### SOURCE PASSAGE
....
Because he experienced indolent dyspnea on exertion and leg swelling over the course of six weeks, he did not seek medical attention until his symptoms had worsened significantly, which in turn delayed treatment time. He did not have an audible murmur even though he had moderate to severe aortic regurgitation, and classic signs of IE such as immunological (Roth spots, Osler nodes) or vascular phenomena (Janeway lesions, conjunctival petechiae) were absent. He did not have some evident known risk factors for IE like a history of cardiac valve disease or IVDU, but a detailed history gave insight into the patient’s dental work, which is an important risk factor for his condition. Combining information from the history, physical exam, cultures, labs, and imaging helped the multidisciplinary team of clinicians to rule out other diagnoses quickly after the patient sought treatment, allowing for timely transfer of care so that surgical intervention could be performed as soon as possible.
....
### INFORMATION SUPPLIED
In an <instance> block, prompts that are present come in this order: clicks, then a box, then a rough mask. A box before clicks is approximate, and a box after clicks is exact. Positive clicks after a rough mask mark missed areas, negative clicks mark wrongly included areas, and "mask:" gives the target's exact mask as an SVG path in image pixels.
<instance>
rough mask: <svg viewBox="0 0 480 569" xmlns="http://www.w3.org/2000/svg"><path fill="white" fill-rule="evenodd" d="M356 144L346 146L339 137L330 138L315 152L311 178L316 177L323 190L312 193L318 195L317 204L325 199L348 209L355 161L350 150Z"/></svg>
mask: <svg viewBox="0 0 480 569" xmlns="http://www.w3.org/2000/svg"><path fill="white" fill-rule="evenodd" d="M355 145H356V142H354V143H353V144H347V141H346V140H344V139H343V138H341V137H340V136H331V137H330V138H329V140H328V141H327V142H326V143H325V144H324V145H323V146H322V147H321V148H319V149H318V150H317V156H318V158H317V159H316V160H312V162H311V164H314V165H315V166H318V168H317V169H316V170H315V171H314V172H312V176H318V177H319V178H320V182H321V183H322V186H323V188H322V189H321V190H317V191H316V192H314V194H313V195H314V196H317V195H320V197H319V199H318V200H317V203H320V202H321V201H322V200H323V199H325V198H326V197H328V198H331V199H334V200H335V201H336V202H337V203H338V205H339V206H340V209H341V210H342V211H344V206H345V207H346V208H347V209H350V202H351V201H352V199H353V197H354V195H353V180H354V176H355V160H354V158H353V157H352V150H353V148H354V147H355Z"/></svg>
....
### TASK SET
1. According to the case discussion of the patient with endocarditis, what risk factor did a detailed history reveal?
2. Write the next part of the endocarditis case discussion, picking up after its last sentence.

### RESULTS FOR THE EXERCISE
1. The patient's dental work.

2.
Conclusions
IE is an important diagnosis to keep in mind when a patient presents with nonspecific symptoms, even when clear risk factors may not be present. Early diagnosis using clinical tools such as labs and imaging, prompt initiation of tailored antibiotic therapy, and surgical intervention when indicated are important to improve patient outcomes in cases of IE. Upon reviewing the documented cases of G. sanguinis IE in the literature, it appears that valvular heart disease, often joined by other factors like poor dentition, has a strong association with the development of this infection. One significant limitation to diagnosis is the lack of understanding of why Gemella goes from a commensal organism to a pathologic one in those who are not otherwise immunocompromised. Future research is needed to learn more about the virulence mechanisms of Gemella, risk factors for Gemella-associated infections, and the generation of evidence-based guidelines for the management of Gemella-associated IE so that targeted therapies can be improved.